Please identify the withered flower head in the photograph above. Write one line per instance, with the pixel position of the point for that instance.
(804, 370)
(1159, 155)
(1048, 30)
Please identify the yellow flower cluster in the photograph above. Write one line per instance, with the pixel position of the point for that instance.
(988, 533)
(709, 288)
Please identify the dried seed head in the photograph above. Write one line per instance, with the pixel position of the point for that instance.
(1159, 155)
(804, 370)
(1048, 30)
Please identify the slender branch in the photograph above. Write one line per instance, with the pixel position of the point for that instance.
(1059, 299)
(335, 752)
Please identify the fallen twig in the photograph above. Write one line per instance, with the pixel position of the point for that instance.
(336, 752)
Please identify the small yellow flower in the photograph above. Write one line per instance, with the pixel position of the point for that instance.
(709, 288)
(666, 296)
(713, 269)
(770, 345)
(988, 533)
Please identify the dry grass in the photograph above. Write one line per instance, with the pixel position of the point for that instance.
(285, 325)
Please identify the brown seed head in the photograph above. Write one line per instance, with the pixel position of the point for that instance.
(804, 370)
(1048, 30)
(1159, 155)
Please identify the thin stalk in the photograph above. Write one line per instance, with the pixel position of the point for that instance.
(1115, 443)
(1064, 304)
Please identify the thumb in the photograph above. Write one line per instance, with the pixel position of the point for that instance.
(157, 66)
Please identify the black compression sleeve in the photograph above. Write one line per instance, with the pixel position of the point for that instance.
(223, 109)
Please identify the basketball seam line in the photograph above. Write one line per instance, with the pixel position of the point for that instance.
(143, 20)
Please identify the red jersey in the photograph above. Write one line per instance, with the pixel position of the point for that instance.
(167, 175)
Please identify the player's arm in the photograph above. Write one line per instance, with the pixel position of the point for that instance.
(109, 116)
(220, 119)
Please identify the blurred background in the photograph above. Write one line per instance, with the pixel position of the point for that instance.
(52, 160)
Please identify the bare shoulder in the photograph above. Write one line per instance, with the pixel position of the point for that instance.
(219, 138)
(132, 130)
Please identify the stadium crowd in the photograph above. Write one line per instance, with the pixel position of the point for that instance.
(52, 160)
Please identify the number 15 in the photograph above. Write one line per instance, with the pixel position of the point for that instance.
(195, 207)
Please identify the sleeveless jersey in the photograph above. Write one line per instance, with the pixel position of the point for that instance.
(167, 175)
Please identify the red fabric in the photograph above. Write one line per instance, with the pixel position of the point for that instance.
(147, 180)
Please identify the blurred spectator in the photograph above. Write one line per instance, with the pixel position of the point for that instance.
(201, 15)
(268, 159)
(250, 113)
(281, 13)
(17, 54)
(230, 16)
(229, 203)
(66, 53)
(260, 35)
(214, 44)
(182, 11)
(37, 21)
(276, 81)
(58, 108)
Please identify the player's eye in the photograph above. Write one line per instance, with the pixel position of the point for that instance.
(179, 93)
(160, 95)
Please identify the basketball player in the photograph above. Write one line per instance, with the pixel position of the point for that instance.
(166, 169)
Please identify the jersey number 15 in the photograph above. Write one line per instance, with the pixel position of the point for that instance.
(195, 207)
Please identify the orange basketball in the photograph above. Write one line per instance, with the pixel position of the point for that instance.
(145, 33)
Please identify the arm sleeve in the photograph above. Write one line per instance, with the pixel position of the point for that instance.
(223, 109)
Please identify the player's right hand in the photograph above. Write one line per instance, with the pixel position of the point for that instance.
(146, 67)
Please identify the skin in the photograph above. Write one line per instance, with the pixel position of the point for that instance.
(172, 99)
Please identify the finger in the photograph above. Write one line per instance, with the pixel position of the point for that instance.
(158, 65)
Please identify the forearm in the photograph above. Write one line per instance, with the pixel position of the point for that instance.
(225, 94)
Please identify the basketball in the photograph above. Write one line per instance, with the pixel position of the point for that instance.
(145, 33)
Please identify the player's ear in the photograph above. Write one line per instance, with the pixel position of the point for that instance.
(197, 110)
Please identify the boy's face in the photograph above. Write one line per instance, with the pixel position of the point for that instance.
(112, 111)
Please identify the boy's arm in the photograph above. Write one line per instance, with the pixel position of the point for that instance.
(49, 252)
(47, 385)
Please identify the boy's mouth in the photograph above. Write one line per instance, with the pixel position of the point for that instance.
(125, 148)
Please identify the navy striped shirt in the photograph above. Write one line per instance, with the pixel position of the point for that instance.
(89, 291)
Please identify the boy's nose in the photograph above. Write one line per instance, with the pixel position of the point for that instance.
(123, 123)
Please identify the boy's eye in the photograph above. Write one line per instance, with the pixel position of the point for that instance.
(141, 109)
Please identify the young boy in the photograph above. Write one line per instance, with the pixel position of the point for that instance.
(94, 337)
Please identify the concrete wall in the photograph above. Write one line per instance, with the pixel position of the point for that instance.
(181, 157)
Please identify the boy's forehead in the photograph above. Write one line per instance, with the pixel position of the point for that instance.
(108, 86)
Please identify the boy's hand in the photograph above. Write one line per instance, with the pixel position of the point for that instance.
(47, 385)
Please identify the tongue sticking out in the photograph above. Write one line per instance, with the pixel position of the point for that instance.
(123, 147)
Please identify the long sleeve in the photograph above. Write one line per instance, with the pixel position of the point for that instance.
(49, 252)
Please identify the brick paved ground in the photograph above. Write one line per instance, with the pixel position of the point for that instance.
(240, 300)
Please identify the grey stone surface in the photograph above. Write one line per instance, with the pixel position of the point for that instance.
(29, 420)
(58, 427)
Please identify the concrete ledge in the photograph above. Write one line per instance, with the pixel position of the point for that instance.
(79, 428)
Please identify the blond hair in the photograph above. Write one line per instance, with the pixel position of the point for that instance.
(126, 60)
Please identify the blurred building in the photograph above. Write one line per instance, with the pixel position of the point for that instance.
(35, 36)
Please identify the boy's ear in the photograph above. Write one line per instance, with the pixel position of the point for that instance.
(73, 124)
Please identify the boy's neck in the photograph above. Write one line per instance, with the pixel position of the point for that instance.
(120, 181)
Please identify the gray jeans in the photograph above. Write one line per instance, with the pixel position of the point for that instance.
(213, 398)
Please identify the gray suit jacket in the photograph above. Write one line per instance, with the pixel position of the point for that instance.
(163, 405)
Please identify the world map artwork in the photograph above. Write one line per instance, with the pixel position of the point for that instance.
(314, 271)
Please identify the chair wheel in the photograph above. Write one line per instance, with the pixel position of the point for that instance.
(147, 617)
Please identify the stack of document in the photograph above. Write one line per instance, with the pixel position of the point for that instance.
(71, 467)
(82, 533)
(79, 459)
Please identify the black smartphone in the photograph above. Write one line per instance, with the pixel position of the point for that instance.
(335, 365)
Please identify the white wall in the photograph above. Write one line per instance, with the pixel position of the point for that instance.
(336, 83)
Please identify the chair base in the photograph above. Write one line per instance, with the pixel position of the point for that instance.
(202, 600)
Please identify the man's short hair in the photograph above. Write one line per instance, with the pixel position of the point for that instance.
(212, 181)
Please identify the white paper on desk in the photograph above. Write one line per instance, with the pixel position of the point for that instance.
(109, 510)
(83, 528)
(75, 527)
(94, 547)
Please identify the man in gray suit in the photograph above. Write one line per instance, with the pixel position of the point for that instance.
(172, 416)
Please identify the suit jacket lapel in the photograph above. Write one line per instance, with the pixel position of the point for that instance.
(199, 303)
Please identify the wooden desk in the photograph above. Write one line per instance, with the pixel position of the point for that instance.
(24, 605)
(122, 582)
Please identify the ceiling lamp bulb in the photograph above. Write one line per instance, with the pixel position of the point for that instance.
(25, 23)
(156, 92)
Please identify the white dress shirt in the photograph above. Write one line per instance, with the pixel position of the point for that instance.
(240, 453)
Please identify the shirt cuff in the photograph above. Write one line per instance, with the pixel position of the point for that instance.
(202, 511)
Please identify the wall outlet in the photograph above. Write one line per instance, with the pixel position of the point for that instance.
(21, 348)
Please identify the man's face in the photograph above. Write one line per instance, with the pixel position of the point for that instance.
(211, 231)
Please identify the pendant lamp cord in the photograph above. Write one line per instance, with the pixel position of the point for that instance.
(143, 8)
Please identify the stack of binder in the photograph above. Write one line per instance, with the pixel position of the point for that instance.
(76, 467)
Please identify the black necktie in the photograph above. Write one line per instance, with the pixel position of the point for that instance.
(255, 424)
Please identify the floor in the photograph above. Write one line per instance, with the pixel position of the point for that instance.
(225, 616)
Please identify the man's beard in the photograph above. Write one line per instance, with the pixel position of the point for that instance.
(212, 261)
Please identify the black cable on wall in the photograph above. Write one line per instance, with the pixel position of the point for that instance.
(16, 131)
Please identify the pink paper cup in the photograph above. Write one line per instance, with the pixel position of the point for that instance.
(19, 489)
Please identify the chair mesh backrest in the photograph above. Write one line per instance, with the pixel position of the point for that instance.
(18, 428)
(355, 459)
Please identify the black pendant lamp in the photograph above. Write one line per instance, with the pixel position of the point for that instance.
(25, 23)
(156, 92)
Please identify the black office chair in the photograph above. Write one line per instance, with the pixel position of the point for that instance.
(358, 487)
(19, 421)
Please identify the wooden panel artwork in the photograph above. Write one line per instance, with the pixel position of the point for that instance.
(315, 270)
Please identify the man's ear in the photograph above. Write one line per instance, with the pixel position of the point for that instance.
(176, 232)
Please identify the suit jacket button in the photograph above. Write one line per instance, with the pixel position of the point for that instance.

_ _ _ _ _

• _Action item_: Reproduce exactly the final stretch of the listing, starting at the line that contains "Please identify the wooden panel" and ending with the last line.

• _Answer space_:
Please identify the wooden panel artwork in the photograph above. Write one line per instance, with the pixel position of the point for that instance.
(315, 270)
Please identify the man's ear in the photograph above. Write one line per instance, with the pixel position of the point for that instance.
(176, 232)
Please identify the suit jacket button in the photograph above. Write one line per instance, with the pixel position of the point for that instance.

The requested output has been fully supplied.